- DOCUMENT PASSAGE
Households withdrew record amounts of their savings last month, according to figures from the Bank of England.

People withdrew a net £4.6bn from banks and building societies – the highest level of withdrawals since the Bank began collecting the data in 1997.

When deposits into National Savings and Investment accounts are taken into account, there was a net withdrawal of £3.8bn as people dug into their savings to meet their living costs and reduce mortgages, according to the Bank’s Money and Credit report.

The Bank said there was a spike in withdrawals from easy access accounts paying interest, to £11.4bn from £5.4bn; £3.3bn was withdrawn from such accounts paying zero interest.

Unsecured lending to consumers rose by £1.14bn last month after a £1.51bn increase in April.

Financial analysts said the record withdrawals signalled people facing squeezed incomes in the cost of living crisis rather than confidence in the economy to go out and spend.

Sarah Coles, Hargreaves Lansdown’s personal finance head, said the savings raid could be partly due to consumers “juggling” funds from low-interest-rate saving accounts to better fixed-rate deals, competitive NS&I accounts and Isas.

“However, there’s a real risk that millions of people are being forced to erode their savings to make ends meet,” she said.

‌“This was always a risk at this stage in the cost of living crisis, now that so many people have cut every cost they possibly can and are being forced to raid their emergency savings.

“We know that those on above average incomes still have lockdown savings to call on, but if the spending squeeze goes on for much longer, these will be worn away entirely.”

Thomas Pugh, an economist at the consulting firm RSM UK, said the withdrawals could also suggest households “are finally confident enough to start spending some of the savings built up during the pandemic”.

- INFORMATION GIVEN
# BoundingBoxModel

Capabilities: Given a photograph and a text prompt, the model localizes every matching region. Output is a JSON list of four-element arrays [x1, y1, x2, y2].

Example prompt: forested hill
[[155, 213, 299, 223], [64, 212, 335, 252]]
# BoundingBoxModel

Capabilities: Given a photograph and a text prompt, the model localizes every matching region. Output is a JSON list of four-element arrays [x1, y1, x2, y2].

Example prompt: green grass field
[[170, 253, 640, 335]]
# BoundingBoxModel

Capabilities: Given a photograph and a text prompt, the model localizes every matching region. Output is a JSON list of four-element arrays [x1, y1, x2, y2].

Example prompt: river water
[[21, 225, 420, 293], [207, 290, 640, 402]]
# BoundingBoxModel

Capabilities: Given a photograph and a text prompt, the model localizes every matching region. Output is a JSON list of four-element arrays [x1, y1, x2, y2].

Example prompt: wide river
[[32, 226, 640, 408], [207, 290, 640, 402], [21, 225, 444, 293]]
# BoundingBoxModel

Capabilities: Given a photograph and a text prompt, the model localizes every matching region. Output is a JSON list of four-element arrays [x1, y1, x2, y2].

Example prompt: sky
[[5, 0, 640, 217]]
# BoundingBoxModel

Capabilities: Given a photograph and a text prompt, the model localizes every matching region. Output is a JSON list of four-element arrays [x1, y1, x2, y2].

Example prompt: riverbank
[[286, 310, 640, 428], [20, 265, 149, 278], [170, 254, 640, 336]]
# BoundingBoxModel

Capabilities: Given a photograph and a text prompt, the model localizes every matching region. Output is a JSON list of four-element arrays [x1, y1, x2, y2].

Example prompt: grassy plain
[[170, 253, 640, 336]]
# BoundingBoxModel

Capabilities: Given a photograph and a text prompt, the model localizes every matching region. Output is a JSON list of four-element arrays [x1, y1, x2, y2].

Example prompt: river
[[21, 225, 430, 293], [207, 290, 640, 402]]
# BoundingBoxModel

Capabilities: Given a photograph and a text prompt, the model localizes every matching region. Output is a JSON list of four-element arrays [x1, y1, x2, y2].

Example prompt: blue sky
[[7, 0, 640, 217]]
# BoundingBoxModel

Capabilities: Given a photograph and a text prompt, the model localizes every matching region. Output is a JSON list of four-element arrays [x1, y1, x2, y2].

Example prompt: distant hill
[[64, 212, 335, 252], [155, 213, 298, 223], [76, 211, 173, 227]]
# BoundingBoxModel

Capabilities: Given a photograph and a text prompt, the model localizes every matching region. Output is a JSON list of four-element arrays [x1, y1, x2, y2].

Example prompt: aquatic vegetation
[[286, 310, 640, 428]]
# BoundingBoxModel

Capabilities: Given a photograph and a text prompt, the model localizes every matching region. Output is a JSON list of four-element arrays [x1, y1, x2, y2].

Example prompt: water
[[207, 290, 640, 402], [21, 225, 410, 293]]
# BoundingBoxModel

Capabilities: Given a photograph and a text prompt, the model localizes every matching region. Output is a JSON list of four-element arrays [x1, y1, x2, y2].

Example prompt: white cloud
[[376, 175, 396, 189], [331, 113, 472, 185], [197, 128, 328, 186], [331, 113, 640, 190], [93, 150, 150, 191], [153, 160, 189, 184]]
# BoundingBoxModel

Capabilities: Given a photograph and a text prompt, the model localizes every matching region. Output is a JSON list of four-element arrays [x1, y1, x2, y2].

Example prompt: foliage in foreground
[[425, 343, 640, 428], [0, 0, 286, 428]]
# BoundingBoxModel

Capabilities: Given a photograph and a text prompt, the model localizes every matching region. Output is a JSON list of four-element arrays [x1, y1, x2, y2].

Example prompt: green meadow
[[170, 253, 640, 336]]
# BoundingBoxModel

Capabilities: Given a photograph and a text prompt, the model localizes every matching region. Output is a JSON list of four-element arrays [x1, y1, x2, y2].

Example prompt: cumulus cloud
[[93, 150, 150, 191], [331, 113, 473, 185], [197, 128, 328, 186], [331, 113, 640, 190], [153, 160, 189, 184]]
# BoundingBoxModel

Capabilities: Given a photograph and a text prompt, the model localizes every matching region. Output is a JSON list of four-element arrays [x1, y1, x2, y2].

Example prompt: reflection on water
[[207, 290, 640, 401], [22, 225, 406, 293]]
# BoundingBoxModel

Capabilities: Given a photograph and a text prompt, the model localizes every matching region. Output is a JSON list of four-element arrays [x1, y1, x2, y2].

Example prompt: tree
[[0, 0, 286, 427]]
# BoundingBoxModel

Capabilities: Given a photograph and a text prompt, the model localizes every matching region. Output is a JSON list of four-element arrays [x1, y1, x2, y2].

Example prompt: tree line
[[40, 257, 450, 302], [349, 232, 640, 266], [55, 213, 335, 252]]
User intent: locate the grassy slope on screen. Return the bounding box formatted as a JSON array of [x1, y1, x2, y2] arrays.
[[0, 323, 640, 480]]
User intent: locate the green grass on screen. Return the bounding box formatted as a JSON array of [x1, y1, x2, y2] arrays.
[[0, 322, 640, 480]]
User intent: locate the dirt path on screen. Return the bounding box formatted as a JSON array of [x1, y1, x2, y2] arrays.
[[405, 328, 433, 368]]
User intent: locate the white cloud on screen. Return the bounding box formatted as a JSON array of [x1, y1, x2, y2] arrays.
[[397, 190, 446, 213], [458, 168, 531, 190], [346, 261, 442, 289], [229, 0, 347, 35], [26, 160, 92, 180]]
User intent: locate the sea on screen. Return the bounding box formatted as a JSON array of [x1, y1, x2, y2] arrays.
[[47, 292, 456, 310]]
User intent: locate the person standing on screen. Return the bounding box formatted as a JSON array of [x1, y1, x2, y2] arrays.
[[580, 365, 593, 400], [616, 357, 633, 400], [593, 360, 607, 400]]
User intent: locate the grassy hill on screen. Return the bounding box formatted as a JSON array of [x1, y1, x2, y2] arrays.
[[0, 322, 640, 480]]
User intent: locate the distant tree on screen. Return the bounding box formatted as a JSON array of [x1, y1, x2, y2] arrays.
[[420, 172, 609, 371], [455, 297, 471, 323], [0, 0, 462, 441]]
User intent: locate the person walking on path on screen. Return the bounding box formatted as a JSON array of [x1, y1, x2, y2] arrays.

- PROBLEMS TO WORK ON
#1 Return the portion of the passage on household savings starting with "When deposits into" and going on through "paying zero interest.", copied word for word.
#2 In the passage on household savings, condense the paragraph beginning "When deposits into National Savings and Investment accounts" into one shorter sentence that keeps its main facts.
The data is separate material, unrelated to the passage on household savings.

- RESULTS IN ORDER
#1
When deposits into National Savings and Investment accounts are taken into account, there was a net withdrawal of £3.8bn as people dug into their savings to meet their living costs and reduce mortgages, according to the Bank’s Money and Credit report.

The Bank said there was a spike in withdrawals from easy access accounts paying interest, to £11.4bn from £5.4bn; £3.3bn was withdrawn from such accounts paying zero interest.

#2 Counting National Savings and Investment deposits, the Bank's Money and Credit report showed a net £3.8bn withdrawal as people used savings for living costs and to reduce mortgages.